*** Opening DATA FOR REVIEW ***
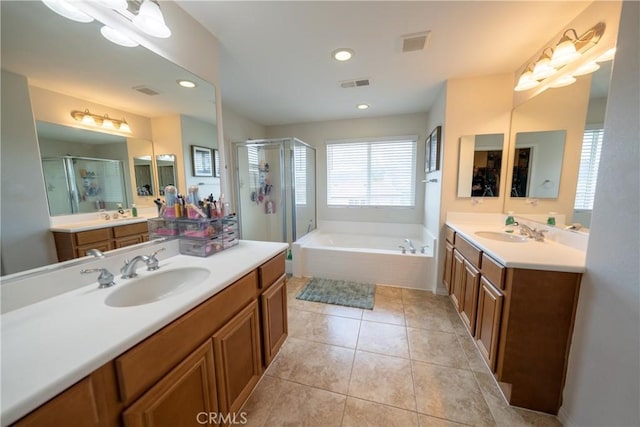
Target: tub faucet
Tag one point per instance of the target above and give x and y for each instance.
(128, 270)
(411, 248)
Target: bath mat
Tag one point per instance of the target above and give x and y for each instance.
(339, 292)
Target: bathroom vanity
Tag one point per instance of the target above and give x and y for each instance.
(517, 298)
(121, 359)
(74, 240)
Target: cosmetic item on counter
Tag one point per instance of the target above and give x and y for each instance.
(551, 219)
(510, 223)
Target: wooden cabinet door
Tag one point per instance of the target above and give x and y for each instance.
(274, 319)
(177, 399)
(238, 358)
(448, 266)
(471, 283)
(457, 288)
(488, 321)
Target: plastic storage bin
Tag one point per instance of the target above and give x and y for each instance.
(162, 227)
(201, 248)
(200, 228)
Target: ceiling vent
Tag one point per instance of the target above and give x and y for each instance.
(146, 90)
(354, 83)
(416, 41)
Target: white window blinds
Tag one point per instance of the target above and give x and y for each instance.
(375, 173)
(588, 173)
(300, 174)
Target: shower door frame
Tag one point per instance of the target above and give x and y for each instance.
(263, 143)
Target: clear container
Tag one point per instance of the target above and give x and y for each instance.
(162, 227)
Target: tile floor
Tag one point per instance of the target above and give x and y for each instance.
(408, 362)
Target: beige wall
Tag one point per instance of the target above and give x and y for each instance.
(603, 378)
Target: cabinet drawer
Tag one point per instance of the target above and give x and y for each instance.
(271, 271)
(470, 252)
(92, 236)
(129, 229)
(493, 271)
(162, 351)
(449, 234)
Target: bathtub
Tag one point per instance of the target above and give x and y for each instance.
(367, 253)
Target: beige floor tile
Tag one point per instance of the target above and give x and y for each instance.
(386, 310)
(427, 421)
(382, 379)
(388, 292)
(335, 330)
(303, 406)
(441, 348)
(322, 366)
(262, 399)
(450, 393)
(427, 318)
(342, 311)
(383, 338)
(506, 415)
(475, 360)
(361, 413)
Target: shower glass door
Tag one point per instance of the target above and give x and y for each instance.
(260, 182)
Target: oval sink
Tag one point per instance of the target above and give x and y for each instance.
(503, 237)
(156, 287)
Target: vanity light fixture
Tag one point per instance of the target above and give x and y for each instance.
(342, 54)
(570, 48)
(186, 83)
(104, 122)
(144, 14)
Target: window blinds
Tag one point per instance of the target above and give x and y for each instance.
(376, 173)
(588, 172)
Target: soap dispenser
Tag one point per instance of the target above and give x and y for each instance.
(510, 223)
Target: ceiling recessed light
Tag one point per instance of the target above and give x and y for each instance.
(342, 54)
(186, 83)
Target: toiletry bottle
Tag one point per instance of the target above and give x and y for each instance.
(510, 223)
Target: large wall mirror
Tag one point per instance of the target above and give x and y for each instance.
(70, 66)
(556, 123)
(480, 165)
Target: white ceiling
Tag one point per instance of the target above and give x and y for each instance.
(275, 60)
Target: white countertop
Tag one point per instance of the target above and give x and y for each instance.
(95, 224)
(533, 255)
(50, 345)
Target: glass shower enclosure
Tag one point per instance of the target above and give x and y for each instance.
(83, 184)
(275, 189)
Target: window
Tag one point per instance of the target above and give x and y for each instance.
(371, 173)
(588, 172)
(300, 174)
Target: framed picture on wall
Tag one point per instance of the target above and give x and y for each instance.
(432, 150)
(202, 161)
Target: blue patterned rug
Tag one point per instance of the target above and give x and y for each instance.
(339, 292)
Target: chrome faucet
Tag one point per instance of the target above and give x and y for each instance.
(152, 261)
(411, 248)
(128, 270)
(532, 233)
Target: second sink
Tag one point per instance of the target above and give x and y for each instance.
(157, 286)
(503, 237)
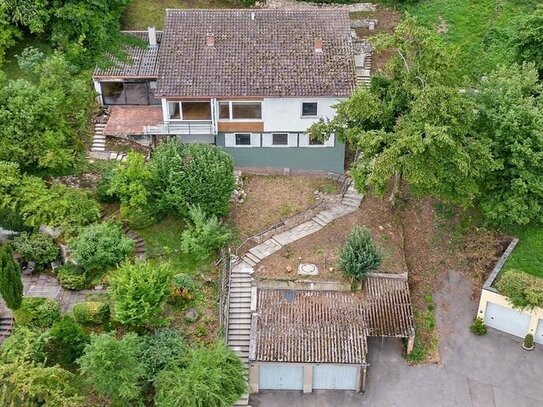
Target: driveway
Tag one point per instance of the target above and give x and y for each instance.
(487, 371)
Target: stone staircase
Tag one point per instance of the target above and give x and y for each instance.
(240, 310)
(6, 326)
(99, 139)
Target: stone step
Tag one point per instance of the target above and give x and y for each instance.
(251, 256)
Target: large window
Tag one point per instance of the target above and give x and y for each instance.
(128, 93)
(240, 110)
(189, 110)
(309, 109)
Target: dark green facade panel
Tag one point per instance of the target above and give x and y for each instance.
(295, 158)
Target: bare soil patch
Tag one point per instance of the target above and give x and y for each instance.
(323, 248)
(273, 198)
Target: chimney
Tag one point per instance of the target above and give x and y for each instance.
(318, 45)
(152, 37)
(210, 40)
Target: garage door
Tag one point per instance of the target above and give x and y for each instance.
(281, 377)
(507, 320)
(334, 377)
(539, 332)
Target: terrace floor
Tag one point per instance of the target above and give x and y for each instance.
(132, 120)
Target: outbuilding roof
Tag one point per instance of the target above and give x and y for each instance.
(309, 327)
(256, 53)
(141, 62)
(329, 326)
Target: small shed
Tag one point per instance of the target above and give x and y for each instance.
(317, 340)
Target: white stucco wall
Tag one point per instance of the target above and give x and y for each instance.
(285, 114)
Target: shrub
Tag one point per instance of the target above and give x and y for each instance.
(478, 327)
(36, 247)
(211, 376)
(192, 174)
(100, 246)
(91, 313)
(11, 285)
(359, 255)
(204, 234)
(114, 367)
(184, 288)
(24, 345)
(529, 341)
(72, 277)
(162, 350)
(37, 313)
(138, 292)
(523, 290)
(65, 342)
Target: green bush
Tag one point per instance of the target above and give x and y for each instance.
(64, 343)
(204, 234)
(359, 255)
(184, 288)
(478, 327)
(162, 350)
(192, 174)
(114, 367)
(72, 277)
(139, 292)
(210, 376)
(37, 313)
(36, 247)
(100, 246)
(523, 290)
(91, 313)
(529, 341)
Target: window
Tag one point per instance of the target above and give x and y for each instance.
(280, 139)
(309, 109)
(315, 142)
(240, 110)
(224, 110)
(189, 110)
(243, 139)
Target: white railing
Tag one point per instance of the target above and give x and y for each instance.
(181, 128)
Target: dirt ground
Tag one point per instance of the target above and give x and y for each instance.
(272, 198)
(322, 248)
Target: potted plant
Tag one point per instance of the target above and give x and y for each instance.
(528, 342)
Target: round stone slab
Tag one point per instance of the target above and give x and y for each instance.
(308, 269)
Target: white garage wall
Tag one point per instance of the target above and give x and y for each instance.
(285, 114)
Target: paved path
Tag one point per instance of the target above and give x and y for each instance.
(487, 371)
(350, 203)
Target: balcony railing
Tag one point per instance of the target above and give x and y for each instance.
(181, 128)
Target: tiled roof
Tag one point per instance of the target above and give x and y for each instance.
(309, 327)
(266, 53)
(301, 326)
(141, 61)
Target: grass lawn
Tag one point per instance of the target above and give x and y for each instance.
(11, 67)
(528, 254)
(479, 28)
(141, 14)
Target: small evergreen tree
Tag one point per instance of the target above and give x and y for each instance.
(359, 255)
(11, 285)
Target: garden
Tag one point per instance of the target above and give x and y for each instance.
(153, 336)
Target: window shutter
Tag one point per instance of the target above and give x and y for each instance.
(330, 141)
(293, 140)
(229, 140)
(255, 140)
(267, 140)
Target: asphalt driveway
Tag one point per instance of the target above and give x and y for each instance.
(487, 371)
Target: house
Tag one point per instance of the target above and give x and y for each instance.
(249, 81)
(308, 340)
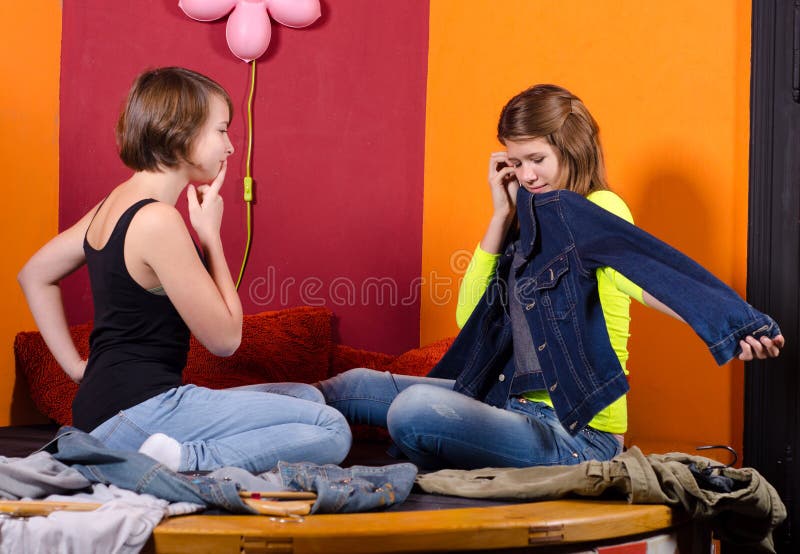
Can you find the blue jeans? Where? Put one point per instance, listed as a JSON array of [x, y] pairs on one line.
[[437, 427], [251, 427], [354, 489]]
*** Closing DATA FOR REVIEW ***
ACTIVITY → Look through the entries. Copy out each line with "floor" in it.

RESULT FOR THIS EXERCISE →
Target: tile floor
Target: beige floor tile
Target: terrace floor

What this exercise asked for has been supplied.